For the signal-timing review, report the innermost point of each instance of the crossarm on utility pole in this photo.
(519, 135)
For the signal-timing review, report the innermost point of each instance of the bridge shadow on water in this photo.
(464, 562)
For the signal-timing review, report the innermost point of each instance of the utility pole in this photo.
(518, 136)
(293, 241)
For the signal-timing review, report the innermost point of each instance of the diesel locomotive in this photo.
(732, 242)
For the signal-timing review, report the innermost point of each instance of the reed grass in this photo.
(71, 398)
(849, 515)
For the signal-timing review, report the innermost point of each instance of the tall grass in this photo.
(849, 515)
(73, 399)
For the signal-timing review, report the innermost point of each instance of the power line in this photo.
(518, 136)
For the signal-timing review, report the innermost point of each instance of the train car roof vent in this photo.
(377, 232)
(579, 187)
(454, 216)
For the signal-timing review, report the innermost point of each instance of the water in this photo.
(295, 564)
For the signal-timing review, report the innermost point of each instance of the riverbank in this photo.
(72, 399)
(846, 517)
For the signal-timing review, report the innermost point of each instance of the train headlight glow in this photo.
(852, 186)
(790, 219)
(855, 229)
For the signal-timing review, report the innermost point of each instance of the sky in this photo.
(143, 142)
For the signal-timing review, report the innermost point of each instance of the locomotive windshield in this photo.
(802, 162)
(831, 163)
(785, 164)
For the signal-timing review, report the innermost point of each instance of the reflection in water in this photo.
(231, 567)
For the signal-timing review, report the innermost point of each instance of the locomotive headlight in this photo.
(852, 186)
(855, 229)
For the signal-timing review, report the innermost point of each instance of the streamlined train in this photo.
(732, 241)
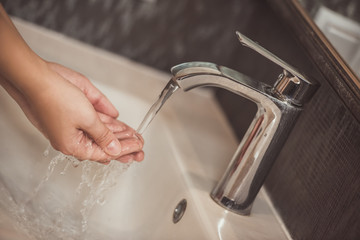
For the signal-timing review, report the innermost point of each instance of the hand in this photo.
(74, 115)
(77, 118)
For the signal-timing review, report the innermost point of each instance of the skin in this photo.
(62, 104)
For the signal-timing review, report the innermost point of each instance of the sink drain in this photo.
(179, 211)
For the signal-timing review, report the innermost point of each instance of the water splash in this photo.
(46, 215)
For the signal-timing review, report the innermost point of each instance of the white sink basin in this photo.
(187, 148)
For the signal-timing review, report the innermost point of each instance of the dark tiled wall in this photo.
(315, 183)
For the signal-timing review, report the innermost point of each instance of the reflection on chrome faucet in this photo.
(278, 108)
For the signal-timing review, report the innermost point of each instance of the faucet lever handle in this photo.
(245, 41)
(295, 88)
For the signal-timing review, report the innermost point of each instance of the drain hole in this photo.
(179, 211)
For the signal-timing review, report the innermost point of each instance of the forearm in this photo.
(19, 65)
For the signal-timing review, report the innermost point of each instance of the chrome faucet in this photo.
(278, 108)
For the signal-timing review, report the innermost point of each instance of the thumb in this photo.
(105, 138)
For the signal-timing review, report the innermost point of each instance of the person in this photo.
(62, 104)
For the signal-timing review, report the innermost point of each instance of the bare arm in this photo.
(76, 117)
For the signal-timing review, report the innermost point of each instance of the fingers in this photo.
(96, 98)
(111, 139)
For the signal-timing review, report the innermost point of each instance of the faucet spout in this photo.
(278, 108)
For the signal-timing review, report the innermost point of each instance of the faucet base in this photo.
(232, 206)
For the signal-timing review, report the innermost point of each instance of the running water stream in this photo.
(45, 215)
(166, 93)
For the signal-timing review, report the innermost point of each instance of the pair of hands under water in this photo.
(72, 113)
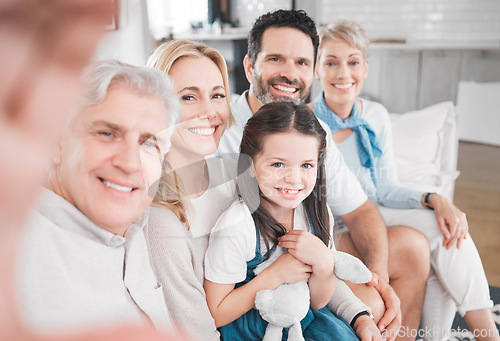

▬▬▬

WHAT IS NEEDED: Identify each line in the records above that contains the string "headlight", and copy each of those lines.

WRITTEN RESPONSE:
For the signal-timing review, report the innermost point of each instance of the train headlight glow in this photo.
For the signal-timing review, report the innermost point of each instance of the locomotive headlight in this photo.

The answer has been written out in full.